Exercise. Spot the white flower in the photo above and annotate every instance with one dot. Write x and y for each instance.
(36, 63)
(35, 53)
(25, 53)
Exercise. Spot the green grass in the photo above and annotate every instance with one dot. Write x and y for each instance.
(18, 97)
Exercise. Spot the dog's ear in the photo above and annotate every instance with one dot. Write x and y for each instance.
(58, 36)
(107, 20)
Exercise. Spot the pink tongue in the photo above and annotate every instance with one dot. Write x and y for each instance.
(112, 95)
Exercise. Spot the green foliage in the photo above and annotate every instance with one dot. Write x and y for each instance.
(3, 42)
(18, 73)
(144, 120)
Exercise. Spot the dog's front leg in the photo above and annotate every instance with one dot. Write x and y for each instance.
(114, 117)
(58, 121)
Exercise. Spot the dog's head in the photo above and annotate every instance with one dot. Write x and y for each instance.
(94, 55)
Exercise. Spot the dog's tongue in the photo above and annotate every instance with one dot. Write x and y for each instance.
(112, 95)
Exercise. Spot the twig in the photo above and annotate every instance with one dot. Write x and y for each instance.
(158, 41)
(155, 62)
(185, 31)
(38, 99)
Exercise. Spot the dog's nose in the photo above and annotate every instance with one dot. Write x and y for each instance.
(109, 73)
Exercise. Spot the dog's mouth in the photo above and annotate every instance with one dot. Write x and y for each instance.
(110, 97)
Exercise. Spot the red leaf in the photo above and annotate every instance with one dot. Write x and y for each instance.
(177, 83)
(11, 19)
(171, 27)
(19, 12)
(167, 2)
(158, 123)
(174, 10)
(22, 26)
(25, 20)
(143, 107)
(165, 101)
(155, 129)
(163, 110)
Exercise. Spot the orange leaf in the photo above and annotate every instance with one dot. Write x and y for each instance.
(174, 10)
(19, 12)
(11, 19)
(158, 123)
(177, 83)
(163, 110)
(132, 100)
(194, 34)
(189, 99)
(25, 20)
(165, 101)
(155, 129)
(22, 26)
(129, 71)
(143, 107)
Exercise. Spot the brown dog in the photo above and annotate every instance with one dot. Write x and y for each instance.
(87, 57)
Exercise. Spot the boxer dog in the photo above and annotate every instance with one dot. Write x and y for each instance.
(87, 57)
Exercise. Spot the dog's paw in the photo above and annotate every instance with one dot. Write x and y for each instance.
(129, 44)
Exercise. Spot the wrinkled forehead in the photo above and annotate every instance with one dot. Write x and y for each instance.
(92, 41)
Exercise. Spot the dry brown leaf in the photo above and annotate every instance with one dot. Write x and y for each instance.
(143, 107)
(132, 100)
⁂
**What the task requires**:
Retype the entries exactly, including every line.

**Response**:
Exercise. Spot the white flower in the photo above and annotate every instance with one dot. Write x and y for each instance.
(36, 63)
(35, 53)
(25, 53)
Exercise. Spot the green grass in the photo above and annotate every instance with one dot. Write x and y for each instance.
(18, 97)
Exercise. Spot the dog's ear in the photo above and annotate every instance with one dot. Write x and y for each instance.
(58, 36)
(107, 20)
Exercise. Spot the pink tongue in the photo above and annotate every instance with one dot. Write x and y for each instance.
(112, 95)
Exercise. Spot the green foliage in the photo above and annotate every instance with one dot. Write x and y for each instance.
(3, 42)
(18, 73)
(144, 120)
Exercise. Spot the dog's front leg in the photo above and annotate every instance with one dot. Write x and y for each instance.
(114, 117)
(58, 121)
Exercise. Spot the dog's head in the photo above and annotate every instance with one dot. Write x and y for each instance.
(94, 55)
Exercise. Spot the dog's tongue in the photo above and annotate every instance with one dot. Write x and y for each instance.
(112, 95)
Exercise. Spot the twig in the photo above and annotate every instance with one dot. Write x and y for each instance.
(158, 41)
(155, 62)
(185, 31)
(38, 99)
Exercise. Spot the dog's nose in the photo above and annotate every instance with one dot. Write x and y for each instance.
(109, 73)
Exercise. Spot the dog's mouth in the photo above and annotate every instance with one dot. Write x and y for each instance.
(110, 97)
Exercise. Spot the red leaf in the photo above and annotate every instance with one dot. Write x and y for each instance.
(177, 83)
(11, 19)
(171, 27)
(19, 12)
(167, 2)
(158, 123)
(174, 10)
(22, 26)
(25, 20)
(143, 107)
(165, 101)
(155, 129)
(163, 110)
Exercise. Spot the orange leaf in the photo above and annotate every instance with one dot. Write x and y for each instance.
(174, 10)
(19, 12)
(11, 19)
(158, 123)
(177, 83)
(163, 110)
(132, 100)
(194, 34)
(189, 99)
(25, 20)
(165, 101)
(155, 129)
(22, 26)
(129, 71)
(143, 107)
Exercise. Spot the brown dog in the photo above and annotate every instance with one dot. Write x and y for each instance.
(87, 57)
Exercise. Spot the boxer dog in the photo above and annotate every instance with one dot. Write x and y for each instance.
(87, 57)
Exercise. Spot the dog's paw in the photo above and annotate every instance with one dot. Write x and y for each instance.
(129, 44)
Exercise. Spot the wrinkled forehead in the photo above and annotate every instance with one dot. Write x and y for each instance.
(92, 41)
Exercise. Spot the dry brown leaf in the photo above and annotate every instance with one dot. Write x and y for each instance.
(143, 107)
(132, 100)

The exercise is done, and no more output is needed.